--- Excerpt to read Enclosed Below ---
Waging a concerted effort to conduct repeated widespread testing and treatment of hepatitis C virus (HCV) among men who have sex with men (MSM) living with HIV appears to be an effective means of preventing sexual transmission of HCV in this population.
Numerous studies have indicated that, at least in Western nations, there is a rising epidemic of sexually transmitted HCV among HIV-positive MSM. HIV-negative MSM are also at risk, although apparently to a lesser extent.
Findings from the Swiss HCVree Trial, which tested the feasibility of an effort to eliminate HCV transmission among HIV-positive MSM participants in the Swiss HIV Cohort Study, were presented at the 2018 Conference on Retroviruses and Opportunistic Infections (CROI) in Boston.
During phase A of the Swiss HCVree Trial, which ran from October 2015 through May 2016, the investigators tested 3,722 (87 percent) out of 4,257 active participants in the Swiss HIV Cohort Study. A total of 177 (4.8 percent) had hep C, 31 (18 percent) of whom had contracted that virus recently.
During phase B, which ran from June 2016 through February 2017, the investigators provided hep C treatment with Zepatier (grazoprevir/elbasvir) to all those with hep C who had genotype 1 or 4 of that virus. Those with genotypes 2 or 3 or who were not otherwise eligible for phase B were referred out for treatment with a standard hep C regimen. A total of 122 (70 percent) of the 177 people identified as having hep C received Zepatier treatment; 99 percent of them achieved a sustained virologic response 12 weeks after completing therapy (SVR12, considered a cure). An additional 39 people (22 percent) received treatment outside the study; all were cured.
--- End of Enclosed Excerpt to read ---
--- Supplied entries Enclosed Below ---
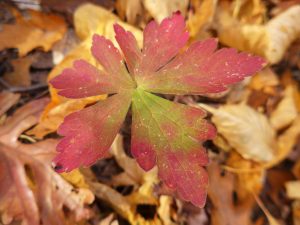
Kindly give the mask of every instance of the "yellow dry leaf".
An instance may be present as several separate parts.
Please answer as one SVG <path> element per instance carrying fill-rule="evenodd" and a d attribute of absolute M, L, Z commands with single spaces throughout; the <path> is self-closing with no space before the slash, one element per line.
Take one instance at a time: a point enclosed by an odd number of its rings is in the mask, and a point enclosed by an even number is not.
<path fill-rule="evenodd" d="M 0 32 L 0 51 L 5 48 L 17 48 L 20 56 L 37 47 L 49 51 L 53 44 L 66 32 L 63 18 L 29 10 L 28 18 L 14 11 L 15 24 L 3 24 Z M 21 34 L 21 35 L 20 35 Z"/>
<path fill-rule="evenodd" d="M 237 188 L 239 198 L 247 198 L 249 193 L 259 194 L 263 188 L 264 170 L 260 169 L 261 164 L 244 159 L 237 152 L 232 151 L 226 162 L 228 168 L 235 168 L 237 176 Z M 228 169 L 230 171 L 230 169 Z"/>
<path fill-rule="evenodd" d="M 115 139 L 111 152 L 114 155 L 119 166 L 121 166 L 125 174 L 128 175 L 136 184 L 138 184 L 137 191 L 127 196 L 131 204 L 158 204 L 157 198 L 153 196 L 153 187 L 158 183 L 157 169 L 145 172 L 136 161 L 126 155 L 123 148 L 123 140 L 120 135 Z M 129 184 L 127 184 L 129 185 Z"/>
<path fill-rule="evenodd" d="M 157 22 L 161 22 L 176 11 L 180 11 L 182 15 L 185 15 L 189 5 L 188 0 L 143 0 L 143 3 L 144 7 Z"/>
<path fill-rule="evenodd" d="M 300 200 L 300 181 L 289 181 L 285 183 L 287 196 L 291 199 Z"/>
<path fill-rule="evenodd" d="M 5 81 L 13 86 L 30 86 L 31 79 L 29 69 L 31 63 L 32 58 L 29 56 L 12 60 L 13 71 L 4 74 Z"/>
<path fill-rule="evenodd" d="M 96 60 L 90 53 L 92 46 L 92 35 L 97 33 L 110 40 L 118 47 L 115 41 L 113 30 L 114 23 L 120 23 L 125 29 L 133 32 L 140 46 L 142 45 L 142 32 L 128 24 L 120 21 L 111 12 L 93 4 L 84 4 L 80 6 L 74 13 L 74 24 L 76 33 L 83 41 L 73 49 L 56 67 L 52 69 L 48 76 L 48 80 L 58 76 L 65 68 L 71 67 L 73 61 L 84 59 L 89 63 L 96 65 Z M 99 67 L 99 64 L 97 64 Z M 51 94 L 51 102 L 43 112 L 39 124 L 29 131 L 38 138 L 42 138 L 48 133 L 54 132 L 62 123 L 64 117 L 74 111 L 84 108 L 86 105 L 94 103 L 98 100 L 106 98 L 105 95 L 72 100 L 61 97 L 52 87 L 49 88 Z"/>
<path fill-rule="evenodd" d="M 116 10 L 122 20 L 126 20 L 130 24 L 135 24 L 138 16 L 142 15 L 141 0 L 117 0 Z"/>
<path fill-rule="evenodd" d="M 60 174 L 66 181 L 73 184 L 75 187 L 88 188 L 88 184 L 85 182 L 83 174 L 79 169 L 72 170 L 69 173 Z"/>
<path fill-rule="evenodd" d="M 265 168 L 271 168 L 284 160 L 293 150 L 300 135 L 300 116 L 298 116 L 292 125 L 284 131 L 277 139 L 278 151 L 276 157 L 271 162 L 264 165 Z"/>
<path fill-rule="evenodd" d="M 265 207 L 264 203 L 260 200 L 260 198 L 254 194 L 255 200 L 257 202 L 257 204 L 259 205 L 259 207 L 261 208 L 261 210 L 264 212 L 264 214 L 266 215 L 268 222 L 270 225 L 282 225 L 281 222 L 279 222 L 277 219 L 275 219 L 271 213 L 269 212 L 269 210 Z"/>
<path fill-rule="evenodd" d="M 158 215 L 164 225 L 175 225 L 171 219 L 171 207 L 173 199 L 170 196 L 162 195 L 159 198 Z"/>
<path fill-rule="evenodd" d="M 293 86 L 288 86 L 284 91 L 283 99 L 271 114 L 270 123 L 275 130 L 280 130 L 290 125 L 297 116 L 298 112 L 294 99 L 294 88 Z"/>
<path fill-rule="evenodd" d="M 254 90 L 263 90 L 266 87 L 277 85 L 279 85 L 278 77 L 270 67 L 267 67 L 251 78 L 249 87 Z"/>
<path fill-rule="evenodd" d="M 190 36 L 195 36 L 207 28 L 212 22 L 216 11 L 218 0 L 192 0 L 191 5 L 194 13 L 190 12 L 187 20 L 187 27 Z"/>
<path fill-rule="evenodd" d="M 232 2 L 232 16 L 243 23 L 261 24 L 266 6 L 261 0 L 236 0 Z"/>
<path fill-rule="evenodd" d="M 218 133 L 245 159 L 267 162 L 274 158 L 275 132 L 265 115 L 244 104 L 224 105 L 218 109 L 199 106 L 213 114 Z"/>
<path fill-rule="evenodd" d="M 265 25 L 242 23 L 227 9 L 220 8 L 218 33 L 222 43 L 279 62 L 290 44 L 300 35 L 300 6 L 290 7 Z"/>
<path fill-rule="evenodd" d="M 294 225 L 300 225 L 300 200 L 294 201 L 292 207 Z"/>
--- End of Enclosed Supplied entries ---
Assignment: Reproduce the passage on hepatitis C testing and treatment among HIV-positive men who have sex with men word for word, in full. The lines are not required for what comes next.

Solution to this problem:
Waging a concerted effort to conduct repeated widespread testing and treatment of hepatitis C virus (HCV) among men who have sex with men (MSM) living with HIV appears to be an effective means of preventing sexual transmission of HCV in this population.
Numerous studies have indicated that, at least in Western nations, there is a rising epidemic of sexually transmitted HCV among HIV-positive MSM. HIV-negative MSM are also at risk, although apparently to a lesser extent.
Findings from the Swiss HCVree Trial, which tested the feasibility of an effort to eliminate HCV transmission among HIV-positive MSM participants in the Swiss HIV Cohort Study, were presented at the 2018 Conference on Retroviruses and Opportunistic Infections (CROI) in Boston.
During phase A of the Swiss HCVree Trial, which ran from October 2015 through May 2016, the investigators tested 3,722 (87 percent) out of 4,257 active participants in the Swiss HIV Cohort Study. A total of 177 (4.8 percent) had hep C, 31 (18 percent) of whom had contracted that virus recently.
During phase B, which ran from June 2016 through February 2017, the investigators provided hep C treatment with Zepatier (grazoprevir/elbasvir) to all those with hep C who had genotype 1 or 4 of that virus. Those with genotypes 2 or 3 or who were not otherwise eligible for phase B were referred out for treatment with a standard hep C regimen. A total of 122 (70 percent) of the 177 people identified as having hep C received Zepatier treatment; 99 percent of them achieved a sustained virologic response 12 weeks after completing therapy (SVR12, considered a cure). An additional 39 people (22 percent) received treatment outside the study; all were cured.